[start DATA SECTION]
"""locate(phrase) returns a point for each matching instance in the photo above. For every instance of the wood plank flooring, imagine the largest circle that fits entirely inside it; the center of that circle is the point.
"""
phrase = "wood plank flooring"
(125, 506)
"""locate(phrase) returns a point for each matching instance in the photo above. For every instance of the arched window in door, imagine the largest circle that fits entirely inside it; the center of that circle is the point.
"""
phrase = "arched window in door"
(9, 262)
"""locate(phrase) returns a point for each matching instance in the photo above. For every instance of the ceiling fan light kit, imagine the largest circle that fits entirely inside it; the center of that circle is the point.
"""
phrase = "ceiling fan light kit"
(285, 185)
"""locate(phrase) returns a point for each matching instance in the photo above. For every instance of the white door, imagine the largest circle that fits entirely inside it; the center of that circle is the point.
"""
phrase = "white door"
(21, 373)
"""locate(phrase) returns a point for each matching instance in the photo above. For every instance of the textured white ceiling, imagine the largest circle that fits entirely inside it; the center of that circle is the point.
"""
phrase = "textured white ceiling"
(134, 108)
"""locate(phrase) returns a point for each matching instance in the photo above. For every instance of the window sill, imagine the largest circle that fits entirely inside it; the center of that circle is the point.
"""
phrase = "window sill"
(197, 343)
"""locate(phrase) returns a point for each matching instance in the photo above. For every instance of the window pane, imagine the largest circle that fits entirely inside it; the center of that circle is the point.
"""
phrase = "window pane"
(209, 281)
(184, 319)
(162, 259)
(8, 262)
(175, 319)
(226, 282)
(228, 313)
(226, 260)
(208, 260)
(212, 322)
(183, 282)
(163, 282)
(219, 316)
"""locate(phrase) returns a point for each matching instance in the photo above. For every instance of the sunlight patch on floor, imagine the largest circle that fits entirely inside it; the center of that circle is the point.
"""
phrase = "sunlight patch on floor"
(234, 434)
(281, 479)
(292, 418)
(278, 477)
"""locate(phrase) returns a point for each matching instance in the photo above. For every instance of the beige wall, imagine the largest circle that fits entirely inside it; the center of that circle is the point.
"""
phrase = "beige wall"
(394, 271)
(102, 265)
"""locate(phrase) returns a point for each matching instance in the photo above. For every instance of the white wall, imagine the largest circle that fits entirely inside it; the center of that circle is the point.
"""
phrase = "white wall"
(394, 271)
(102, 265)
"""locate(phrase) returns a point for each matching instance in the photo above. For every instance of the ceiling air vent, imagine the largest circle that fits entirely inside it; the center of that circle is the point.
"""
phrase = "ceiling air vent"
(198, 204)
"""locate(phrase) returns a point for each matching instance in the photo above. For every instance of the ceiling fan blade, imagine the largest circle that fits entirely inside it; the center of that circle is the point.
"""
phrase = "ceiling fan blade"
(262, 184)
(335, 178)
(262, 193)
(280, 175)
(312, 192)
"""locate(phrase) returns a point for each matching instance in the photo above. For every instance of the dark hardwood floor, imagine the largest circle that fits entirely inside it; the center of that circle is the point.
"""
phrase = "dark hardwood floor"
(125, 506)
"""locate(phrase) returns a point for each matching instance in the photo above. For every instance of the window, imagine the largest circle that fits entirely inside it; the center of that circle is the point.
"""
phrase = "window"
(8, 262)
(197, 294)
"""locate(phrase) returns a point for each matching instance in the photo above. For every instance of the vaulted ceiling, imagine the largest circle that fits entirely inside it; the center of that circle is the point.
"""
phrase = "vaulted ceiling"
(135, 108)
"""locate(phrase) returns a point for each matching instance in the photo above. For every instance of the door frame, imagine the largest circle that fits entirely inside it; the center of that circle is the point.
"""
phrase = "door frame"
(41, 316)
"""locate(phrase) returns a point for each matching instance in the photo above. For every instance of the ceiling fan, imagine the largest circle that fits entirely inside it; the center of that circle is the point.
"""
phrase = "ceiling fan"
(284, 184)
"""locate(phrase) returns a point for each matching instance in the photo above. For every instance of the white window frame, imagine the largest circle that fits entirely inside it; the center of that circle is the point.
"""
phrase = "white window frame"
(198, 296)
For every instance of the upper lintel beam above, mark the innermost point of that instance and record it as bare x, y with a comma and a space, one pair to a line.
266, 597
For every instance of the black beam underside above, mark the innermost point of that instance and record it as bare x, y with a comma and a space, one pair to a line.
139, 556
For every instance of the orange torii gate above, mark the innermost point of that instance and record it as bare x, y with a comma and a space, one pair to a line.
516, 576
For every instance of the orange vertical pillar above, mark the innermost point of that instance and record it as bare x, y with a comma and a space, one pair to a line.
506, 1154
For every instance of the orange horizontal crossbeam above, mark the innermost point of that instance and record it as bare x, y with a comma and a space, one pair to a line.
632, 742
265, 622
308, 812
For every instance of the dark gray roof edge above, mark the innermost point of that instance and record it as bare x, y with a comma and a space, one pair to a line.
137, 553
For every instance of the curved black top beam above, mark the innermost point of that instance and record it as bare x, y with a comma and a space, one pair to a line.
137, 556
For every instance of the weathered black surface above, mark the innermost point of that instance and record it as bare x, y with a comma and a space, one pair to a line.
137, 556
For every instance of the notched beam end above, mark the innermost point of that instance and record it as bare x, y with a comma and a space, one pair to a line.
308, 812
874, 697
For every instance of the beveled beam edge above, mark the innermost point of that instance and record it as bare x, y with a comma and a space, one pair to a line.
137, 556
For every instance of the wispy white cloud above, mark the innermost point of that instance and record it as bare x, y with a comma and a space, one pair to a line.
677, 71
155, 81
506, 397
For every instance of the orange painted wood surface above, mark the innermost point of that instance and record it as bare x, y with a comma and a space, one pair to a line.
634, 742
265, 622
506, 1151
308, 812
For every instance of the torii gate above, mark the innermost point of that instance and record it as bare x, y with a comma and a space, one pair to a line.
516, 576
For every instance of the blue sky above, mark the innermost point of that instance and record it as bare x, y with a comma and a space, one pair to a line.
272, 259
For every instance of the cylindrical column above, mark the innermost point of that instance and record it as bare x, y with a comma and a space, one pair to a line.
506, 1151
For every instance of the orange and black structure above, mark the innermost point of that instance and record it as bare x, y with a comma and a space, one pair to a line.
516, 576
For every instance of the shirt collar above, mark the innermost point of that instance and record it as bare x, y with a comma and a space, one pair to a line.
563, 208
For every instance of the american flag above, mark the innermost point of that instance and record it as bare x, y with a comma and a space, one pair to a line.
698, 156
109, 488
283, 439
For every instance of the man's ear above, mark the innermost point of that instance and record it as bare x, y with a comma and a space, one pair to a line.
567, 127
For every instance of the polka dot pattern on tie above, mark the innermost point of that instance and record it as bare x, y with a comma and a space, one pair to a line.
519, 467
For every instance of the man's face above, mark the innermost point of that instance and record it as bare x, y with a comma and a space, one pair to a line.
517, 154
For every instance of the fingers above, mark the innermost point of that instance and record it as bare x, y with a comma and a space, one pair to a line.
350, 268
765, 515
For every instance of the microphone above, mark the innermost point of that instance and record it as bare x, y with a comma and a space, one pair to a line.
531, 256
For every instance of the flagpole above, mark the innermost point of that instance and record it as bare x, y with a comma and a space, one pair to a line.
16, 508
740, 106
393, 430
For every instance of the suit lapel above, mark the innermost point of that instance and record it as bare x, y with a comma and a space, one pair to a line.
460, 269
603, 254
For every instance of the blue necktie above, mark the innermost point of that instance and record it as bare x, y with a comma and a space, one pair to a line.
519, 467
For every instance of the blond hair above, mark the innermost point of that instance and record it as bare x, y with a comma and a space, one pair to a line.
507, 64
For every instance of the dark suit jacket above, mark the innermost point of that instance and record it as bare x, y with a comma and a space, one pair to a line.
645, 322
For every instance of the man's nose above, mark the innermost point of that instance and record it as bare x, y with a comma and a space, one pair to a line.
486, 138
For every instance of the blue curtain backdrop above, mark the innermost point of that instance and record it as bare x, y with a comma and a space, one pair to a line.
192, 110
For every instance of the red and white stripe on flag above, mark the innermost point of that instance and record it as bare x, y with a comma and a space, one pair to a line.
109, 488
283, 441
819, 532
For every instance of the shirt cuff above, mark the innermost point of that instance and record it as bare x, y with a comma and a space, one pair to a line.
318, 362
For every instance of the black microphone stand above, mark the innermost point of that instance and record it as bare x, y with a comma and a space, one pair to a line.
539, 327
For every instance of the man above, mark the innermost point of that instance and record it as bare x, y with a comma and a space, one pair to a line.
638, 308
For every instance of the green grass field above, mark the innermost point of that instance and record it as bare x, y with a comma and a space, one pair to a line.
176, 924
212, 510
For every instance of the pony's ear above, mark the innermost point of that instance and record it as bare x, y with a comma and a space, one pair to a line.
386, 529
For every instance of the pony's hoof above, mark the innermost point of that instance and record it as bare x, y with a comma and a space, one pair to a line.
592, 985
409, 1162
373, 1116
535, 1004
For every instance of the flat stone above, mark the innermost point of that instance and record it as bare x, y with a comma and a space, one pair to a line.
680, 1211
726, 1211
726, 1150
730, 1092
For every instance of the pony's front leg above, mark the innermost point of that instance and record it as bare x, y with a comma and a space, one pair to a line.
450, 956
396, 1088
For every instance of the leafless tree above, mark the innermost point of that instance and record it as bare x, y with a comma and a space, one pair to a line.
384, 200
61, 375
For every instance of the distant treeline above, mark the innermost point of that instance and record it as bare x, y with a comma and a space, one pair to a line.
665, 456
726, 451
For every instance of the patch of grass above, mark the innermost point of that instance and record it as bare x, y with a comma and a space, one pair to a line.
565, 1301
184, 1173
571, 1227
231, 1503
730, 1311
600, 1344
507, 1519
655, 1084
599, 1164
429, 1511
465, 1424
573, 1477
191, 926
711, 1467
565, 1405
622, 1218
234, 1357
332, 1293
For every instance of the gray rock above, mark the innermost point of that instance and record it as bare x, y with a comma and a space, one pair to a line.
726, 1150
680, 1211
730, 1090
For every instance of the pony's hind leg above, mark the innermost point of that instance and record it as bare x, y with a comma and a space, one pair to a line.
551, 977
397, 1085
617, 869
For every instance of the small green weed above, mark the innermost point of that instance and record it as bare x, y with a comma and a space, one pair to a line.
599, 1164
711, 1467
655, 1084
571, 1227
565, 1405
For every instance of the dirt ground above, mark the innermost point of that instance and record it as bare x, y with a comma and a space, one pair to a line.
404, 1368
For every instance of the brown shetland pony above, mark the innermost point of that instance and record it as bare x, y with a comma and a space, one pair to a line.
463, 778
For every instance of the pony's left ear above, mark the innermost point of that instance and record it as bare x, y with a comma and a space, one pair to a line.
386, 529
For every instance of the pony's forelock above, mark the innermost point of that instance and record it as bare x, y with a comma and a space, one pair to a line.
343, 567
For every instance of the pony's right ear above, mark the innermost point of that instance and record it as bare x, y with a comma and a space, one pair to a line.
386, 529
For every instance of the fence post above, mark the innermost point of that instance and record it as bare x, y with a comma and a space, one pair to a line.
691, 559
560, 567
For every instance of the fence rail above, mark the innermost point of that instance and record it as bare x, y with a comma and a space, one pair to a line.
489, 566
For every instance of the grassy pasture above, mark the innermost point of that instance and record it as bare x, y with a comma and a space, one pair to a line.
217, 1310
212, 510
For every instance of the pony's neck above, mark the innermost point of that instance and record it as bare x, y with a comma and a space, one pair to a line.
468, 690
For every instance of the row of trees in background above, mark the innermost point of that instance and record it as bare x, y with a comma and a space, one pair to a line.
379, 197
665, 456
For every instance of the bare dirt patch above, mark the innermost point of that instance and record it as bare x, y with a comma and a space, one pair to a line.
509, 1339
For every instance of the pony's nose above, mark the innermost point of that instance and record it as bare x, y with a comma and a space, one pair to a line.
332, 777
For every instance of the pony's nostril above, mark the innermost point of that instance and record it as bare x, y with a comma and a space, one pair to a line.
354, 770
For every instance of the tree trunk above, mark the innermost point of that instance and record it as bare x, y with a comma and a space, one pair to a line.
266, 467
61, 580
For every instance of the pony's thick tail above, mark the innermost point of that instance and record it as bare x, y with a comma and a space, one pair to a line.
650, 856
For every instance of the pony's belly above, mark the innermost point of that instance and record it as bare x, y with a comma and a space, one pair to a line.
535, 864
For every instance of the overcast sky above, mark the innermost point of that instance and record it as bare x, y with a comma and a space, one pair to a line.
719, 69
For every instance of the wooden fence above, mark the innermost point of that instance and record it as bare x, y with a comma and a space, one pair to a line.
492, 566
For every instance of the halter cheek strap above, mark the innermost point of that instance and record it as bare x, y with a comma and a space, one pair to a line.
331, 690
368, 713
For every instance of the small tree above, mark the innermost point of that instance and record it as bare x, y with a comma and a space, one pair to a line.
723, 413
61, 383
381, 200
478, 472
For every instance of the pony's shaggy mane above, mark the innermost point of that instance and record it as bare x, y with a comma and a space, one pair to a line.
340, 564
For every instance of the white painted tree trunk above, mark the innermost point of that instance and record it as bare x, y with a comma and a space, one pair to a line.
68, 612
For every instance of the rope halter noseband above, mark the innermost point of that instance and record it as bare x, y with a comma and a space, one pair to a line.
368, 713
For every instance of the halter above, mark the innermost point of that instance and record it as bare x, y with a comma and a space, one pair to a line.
[end DATA SECTION]
### EXERCISE DIRECTIONS
Could you rewrite the data from the line with "For every instance of the rope" up to and including the last line, substituting "most central" for "innermost" and leaving everything else the same?

### SOLUTION FOR THIS PROBLEM
For every instance of the rope halter noseband above, mark the most central point of that instance and record it as bare x, y with a comma and a space, one pair to a line.
368, 713
For every instance of the halter above, mark the most central point of that instance and record it as bare x, y with a comma and a space, one pair to a line.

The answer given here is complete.